------ DATASET EXTRACT
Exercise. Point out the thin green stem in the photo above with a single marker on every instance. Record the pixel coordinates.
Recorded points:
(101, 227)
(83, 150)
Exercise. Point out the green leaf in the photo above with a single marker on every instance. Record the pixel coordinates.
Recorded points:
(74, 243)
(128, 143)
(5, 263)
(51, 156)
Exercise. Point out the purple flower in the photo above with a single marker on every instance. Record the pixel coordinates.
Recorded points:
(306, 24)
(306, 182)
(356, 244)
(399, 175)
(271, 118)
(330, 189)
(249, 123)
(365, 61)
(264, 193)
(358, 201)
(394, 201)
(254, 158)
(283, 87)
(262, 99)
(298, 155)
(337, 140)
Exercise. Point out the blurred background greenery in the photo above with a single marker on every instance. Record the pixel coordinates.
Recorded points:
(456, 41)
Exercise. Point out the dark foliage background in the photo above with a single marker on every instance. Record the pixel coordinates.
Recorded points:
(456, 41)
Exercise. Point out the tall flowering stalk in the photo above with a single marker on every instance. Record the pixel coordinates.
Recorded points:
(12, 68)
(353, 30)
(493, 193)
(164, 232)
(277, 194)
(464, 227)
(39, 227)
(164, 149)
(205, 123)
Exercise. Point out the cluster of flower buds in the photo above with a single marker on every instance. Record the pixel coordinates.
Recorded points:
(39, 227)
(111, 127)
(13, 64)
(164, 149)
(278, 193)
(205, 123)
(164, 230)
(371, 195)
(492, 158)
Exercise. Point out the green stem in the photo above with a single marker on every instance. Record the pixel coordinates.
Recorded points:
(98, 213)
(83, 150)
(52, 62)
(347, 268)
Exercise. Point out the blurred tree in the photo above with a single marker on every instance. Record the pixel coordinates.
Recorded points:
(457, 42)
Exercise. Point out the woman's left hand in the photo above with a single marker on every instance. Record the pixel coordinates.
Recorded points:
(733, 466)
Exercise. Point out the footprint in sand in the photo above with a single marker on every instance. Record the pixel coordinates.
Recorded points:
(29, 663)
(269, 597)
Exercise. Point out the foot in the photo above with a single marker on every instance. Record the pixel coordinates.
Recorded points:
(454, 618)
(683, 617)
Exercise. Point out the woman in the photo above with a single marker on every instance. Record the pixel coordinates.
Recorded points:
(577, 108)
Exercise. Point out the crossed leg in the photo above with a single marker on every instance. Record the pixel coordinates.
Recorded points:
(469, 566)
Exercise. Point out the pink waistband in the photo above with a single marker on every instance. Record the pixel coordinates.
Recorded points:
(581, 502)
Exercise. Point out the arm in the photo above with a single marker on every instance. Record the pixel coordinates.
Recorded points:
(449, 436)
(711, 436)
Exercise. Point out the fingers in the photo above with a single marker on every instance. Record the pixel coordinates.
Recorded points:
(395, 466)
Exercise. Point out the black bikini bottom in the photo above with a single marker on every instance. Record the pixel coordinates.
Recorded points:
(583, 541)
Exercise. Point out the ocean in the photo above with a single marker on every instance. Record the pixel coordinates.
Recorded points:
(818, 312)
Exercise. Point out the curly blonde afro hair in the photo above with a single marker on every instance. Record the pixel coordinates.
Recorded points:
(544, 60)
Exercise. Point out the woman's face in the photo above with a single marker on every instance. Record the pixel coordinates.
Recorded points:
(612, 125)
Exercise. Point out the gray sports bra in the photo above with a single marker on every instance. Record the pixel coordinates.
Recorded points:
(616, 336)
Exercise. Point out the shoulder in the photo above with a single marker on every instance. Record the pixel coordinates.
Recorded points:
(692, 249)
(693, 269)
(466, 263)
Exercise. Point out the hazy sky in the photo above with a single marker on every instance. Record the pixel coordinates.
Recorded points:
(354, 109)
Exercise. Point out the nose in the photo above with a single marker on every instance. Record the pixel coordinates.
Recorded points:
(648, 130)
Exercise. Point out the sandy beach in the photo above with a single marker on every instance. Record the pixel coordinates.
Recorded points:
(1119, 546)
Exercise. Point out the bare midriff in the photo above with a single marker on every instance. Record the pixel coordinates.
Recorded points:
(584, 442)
------------
- **STATED EXERCISE**: Output the records exactly, including every line.

- **FINISHED EXERCISE**:
Exercise. Point out the thin green stem in the photo above with a single marker on every instance. Record the pixel coordinates.
Recorded points:
(101, 227)
(83, 150)
Exercise. Point out the green leaf in the photo above with a single marker on every instance. Record the pixel coordinates.
Recorded points:
(74, 243)
(128, 143)
(5, 263)
(51, 156)
Exercise. Point out the purple flower in the photo above with a single marker on every instance. Record the pixel coordinates.
Recorded points:
(306, 24)
(306, 182)
(356, 244)
(399, 175)
(271, 118)
(330, 189)
(249, 123)
(365, 61)
(264, 193)
(358, 201)
(394, 201)
(254, 158)
(283, 87)
(262, 99)
(298, 155)
(337, 140)
Exercise. Point out the blurred background greenery in the photo above with a single marker on every instance. Record the pixel coordinates.
Recorded points:
(456, 41)
Exercise. Point out the dark foliage background in the photo above with a single marker on every instance. Record the pixel coordinates.
Recorded points:
(456, 41)
Exercise. Point out the tall flowering stalk in the photo above with a single marker on every instance. Record the pixel coordinates.
Recorded points:
(12, 68)
(353, 30)
(493, 193)
(164, 232)
(277, 194)
(464, 227)
(39, 227)
(164, 149)
(205, 123)
Exercise. Point out the cluster of flower buds in the photo above with a single marker on every instance. Record the pixel coordinates.
Recorded points:
(39, 227)
(111, 127)
(13, 64)
(164, 149)
(278, 193)
(205, 123)
(164, 230)
(371, 195)
(492, 158)
Exercise. Point out the green stem in the photo above with a single marker on every instance. Record the pixel coordinates.
Recorded points:
(98, 213)
(83, 150)
(52, 62)
(347, 268)
Exercise. Point out the blurred tree in the photo above with a single marker on every instance. Record the pixel coordinates.
Recorded points:
(457, 42)
Exercise. Point out the woman's left hand in the photo above with a single marker on every instance. Record the pixel coordinates.
Recorded points:
(733, 466)
Exercise. Point out the footprint in sand in the photo above with a single marker on every instance. Record the pixel coordinates.
Recorded points:
(29, 663)
(269, 597)
Exercise. Point out the foot in the photo above with a single marker on every instance. Record the pixel coordinates.
Recorded points:
(454, 618)
(683, 617)
Exercise. Point out the woman in the photo above with a single marker on every instance. Record the pixel coordinates.
Recorded points:
(577, 108)
Exercise. Point out the crossed leg in the photo above with a single marker on every instance. Record the pixel coordinates.
Recorded points:
(469, 566)
Exercise. Point out the pink waistband in the photo above with a single marker on every instance. Record the pixel coordinates.
Recorded points:
(581, 502)
Exercise. Point out the arm in the photo above with a single marker on every instance. Record the pixel coordinates.
Recorded points:
(449, 436)
(711, 436)
Exercise. Point out the fingers in the photo above with a single marker on every instance. Record the pixel coordinates.
Recorded points:
(395, 466)
Exercise. Point out the black bikini bottom in the photo above with a single marker on every instance. Record the pixel coordinates.
Recorded points:
(583, 541)
Exercise. Point out the ocean in the photo above with a single marker on every instance. Record the pixel coordinates.
Recorded points:
(818, 312)
Exercise. Point out the curly blonde afro hair in the photo above with a single marker on every instance. Record the pixel coordinates.
Recorded points:
(544, 60)
Exercise. Point out the woman's face in the photo above with a single marker on every instance. Record the pixel coordinates.
Recorded points:
(612, 125)
Exercise. Point out the gray sports bra in the photo above with a single marker on every instance. Record the pixel coordinates.
Recorded points:
(616, 336)
Exercise. Point out the shoulder in the photo above with a single marker on every instance. Record the pixel coordinates.
Recorded points:
(692, 249)
(693, 269)
(466, 263)
Exercise. Point out the hazy sky in the photo above with a single marker on every instance. Record the pixel coordinates.
Recorded points:
(354, 109)
Exercise. Point out the nose in the photo above with a single marker on every instance. Record the pixel coordinates.
Recorded points:
(648, 130)
Exercise. Point out the sandy beach in the photo above with a single marker on every instance. Record the pixel coordinates.
Recorded points:
(1119, 546)
Exercise. Point out the bare midriff in the photo above with a single marker on every instance. Record the pixel coordinates.
Recorded points:
(584, 442)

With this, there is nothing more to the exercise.